### Request
Quote the items word for word, starting at the line that contains "out like [969,788]." and continuing through the final line of the items, including both ends.

### Supplied records
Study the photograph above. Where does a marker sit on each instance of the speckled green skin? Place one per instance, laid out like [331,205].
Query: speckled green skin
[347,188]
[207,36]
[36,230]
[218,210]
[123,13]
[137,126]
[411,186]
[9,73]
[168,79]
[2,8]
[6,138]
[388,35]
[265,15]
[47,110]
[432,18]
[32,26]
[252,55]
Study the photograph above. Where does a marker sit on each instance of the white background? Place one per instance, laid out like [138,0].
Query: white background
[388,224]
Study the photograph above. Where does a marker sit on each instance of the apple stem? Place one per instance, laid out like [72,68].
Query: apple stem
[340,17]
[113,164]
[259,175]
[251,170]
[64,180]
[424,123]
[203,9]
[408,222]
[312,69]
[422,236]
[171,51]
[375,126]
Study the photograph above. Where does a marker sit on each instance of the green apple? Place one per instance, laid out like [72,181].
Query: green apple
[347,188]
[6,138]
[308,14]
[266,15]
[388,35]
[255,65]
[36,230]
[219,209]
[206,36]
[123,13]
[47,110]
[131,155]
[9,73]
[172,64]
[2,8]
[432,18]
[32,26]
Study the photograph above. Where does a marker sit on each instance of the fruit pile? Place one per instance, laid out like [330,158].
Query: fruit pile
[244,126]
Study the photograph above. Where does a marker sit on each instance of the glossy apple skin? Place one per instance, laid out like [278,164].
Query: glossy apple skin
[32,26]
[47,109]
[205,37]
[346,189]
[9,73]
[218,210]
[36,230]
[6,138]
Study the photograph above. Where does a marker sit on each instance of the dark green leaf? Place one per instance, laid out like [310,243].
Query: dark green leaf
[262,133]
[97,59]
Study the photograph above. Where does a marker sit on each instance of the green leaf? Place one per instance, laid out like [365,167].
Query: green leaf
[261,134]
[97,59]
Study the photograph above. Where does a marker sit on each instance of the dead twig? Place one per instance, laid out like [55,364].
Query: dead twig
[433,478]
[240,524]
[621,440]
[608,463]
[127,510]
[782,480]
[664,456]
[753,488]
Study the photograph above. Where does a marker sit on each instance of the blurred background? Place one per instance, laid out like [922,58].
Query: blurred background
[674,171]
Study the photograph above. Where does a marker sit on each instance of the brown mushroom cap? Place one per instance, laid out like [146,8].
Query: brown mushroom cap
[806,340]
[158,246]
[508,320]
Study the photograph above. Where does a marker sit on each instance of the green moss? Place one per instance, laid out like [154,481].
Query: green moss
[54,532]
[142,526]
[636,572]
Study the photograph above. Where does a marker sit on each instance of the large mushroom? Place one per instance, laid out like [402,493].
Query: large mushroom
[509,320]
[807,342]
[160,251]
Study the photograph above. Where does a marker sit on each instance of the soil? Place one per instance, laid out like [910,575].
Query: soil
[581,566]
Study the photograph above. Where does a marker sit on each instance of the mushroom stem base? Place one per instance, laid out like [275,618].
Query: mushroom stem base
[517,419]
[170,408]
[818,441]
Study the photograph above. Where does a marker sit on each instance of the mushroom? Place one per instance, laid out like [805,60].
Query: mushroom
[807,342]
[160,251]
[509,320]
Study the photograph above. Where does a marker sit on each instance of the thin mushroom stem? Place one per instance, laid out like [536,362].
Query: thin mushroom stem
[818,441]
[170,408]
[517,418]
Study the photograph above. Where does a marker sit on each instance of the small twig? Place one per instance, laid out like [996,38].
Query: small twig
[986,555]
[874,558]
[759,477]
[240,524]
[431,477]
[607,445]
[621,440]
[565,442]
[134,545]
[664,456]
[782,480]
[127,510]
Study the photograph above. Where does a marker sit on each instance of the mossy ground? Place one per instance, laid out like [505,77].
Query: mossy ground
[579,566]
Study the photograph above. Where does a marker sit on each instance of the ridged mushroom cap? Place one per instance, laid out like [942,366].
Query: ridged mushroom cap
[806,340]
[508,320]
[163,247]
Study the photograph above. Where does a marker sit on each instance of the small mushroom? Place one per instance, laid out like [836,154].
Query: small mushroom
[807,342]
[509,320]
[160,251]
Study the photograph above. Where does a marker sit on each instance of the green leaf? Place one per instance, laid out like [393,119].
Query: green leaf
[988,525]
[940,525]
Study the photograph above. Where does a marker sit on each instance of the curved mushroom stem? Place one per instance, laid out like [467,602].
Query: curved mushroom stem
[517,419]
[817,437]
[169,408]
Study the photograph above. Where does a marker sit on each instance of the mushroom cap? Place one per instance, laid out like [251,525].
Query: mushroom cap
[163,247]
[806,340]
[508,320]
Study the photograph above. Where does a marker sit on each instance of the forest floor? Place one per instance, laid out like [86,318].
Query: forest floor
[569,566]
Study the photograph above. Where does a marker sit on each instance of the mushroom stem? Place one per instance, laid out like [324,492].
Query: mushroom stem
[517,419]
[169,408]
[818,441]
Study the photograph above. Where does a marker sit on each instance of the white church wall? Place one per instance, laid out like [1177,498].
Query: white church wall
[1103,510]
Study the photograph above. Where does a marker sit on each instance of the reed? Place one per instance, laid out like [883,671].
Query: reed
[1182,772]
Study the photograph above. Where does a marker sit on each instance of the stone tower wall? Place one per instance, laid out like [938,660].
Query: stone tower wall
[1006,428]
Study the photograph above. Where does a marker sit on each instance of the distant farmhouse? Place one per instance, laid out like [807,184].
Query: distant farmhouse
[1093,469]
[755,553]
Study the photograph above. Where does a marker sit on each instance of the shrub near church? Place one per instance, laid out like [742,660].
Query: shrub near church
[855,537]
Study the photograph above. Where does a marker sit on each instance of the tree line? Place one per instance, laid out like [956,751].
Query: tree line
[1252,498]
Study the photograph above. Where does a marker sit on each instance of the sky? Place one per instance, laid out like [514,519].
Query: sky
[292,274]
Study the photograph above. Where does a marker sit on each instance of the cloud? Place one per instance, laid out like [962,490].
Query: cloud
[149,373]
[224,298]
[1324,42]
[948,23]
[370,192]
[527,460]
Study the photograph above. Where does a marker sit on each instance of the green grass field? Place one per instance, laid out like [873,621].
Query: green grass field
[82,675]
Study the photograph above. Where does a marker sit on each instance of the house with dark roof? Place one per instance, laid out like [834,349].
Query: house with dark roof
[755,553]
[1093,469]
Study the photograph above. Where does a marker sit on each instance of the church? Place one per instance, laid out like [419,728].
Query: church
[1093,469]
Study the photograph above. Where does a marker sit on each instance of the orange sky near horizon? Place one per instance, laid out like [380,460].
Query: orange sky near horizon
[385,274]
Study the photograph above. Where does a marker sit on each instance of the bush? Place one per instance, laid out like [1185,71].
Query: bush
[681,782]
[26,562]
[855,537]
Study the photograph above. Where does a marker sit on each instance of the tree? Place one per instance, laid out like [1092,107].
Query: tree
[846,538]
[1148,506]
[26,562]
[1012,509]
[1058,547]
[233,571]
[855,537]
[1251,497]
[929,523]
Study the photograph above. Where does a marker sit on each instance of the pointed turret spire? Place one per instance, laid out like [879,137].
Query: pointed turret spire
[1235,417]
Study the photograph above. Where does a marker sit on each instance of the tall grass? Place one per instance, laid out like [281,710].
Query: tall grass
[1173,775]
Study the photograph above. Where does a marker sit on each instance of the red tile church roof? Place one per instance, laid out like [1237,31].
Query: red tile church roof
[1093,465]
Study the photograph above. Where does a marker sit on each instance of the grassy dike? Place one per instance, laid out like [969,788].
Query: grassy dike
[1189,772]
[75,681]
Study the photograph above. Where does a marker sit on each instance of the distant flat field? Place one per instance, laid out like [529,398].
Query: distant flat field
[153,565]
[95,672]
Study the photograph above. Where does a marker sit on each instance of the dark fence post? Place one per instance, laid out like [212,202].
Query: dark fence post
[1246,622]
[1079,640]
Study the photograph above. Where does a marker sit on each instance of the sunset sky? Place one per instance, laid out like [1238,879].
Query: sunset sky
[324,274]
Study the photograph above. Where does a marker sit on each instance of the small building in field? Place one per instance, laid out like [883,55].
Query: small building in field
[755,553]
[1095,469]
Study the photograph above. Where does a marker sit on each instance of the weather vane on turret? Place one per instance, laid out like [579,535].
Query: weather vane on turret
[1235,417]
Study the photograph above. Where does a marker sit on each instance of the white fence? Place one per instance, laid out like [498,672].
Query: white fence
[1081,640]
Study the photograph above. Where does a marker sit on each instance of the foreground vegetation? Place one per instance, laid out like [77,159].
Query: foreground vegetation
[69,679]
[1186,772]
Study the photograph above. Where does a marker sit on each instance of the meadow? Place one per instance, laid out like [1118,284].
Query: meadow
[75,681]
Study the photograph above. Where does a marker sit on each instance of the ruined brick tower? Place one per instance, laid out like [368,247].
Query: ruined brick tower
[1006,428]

### The completed task
Study the photograph above. Where does a marker sit on each instance of the grassy dike? Place one per instance, laid out like [969,788].
Query: grassy dike
[1189,772]
[75,681]
Study the photograph above. Where does a marker sit on each instance of the distant flat field? Place one per instance, laid out like [529,398].
Query: distant flat field
[153,565]
[95,672]
Study the photograph above. Where does a marker sit on each instance of the dark fence post? Place one per instance, laid out like [212,202].
Query: dark fence post
[1246,622]
[1079,640]
Study the photograph above. Where does a marker sit on each instance of the sunset sky? Place one per instance, laid out like [1238,879].
Query: sunset sky
[324,274]
Study the photograph above. Where does a marker sit on each instance of the small building in field? Place one per instance, laid out like [883,55].
Query: small building in field
[755,553]
[1095,469]
Study the photograph above. Where does a marker sit on each instance of the weather vane on turret? Place one per instance, laid out like [579,535].
Query: weather vane on turret
[1235,417]
Study the photograph above. Where does a marker sit on each instance of the white fence? Place one per instance, laid out like [498,672].
Query: white fence
[1081,640]
Study the photograph above. Where does a marker sit on each instance of the foreground vegetation? Place one per instance, laid out like [77,159].
Query: foreground vegetation
[69,679]
[1186,772]
Study the photograph above. Where does a marker sit on each instance of the meadow? Place one per instance, laid out like [1118,284].
Query: meadow
[75,681]
Study the photograph above. Where does a marker sit on each instance of the ruined brick tower? Place one per instance, laid out like [368,247].
Query: ruined brick tower
[1006,428]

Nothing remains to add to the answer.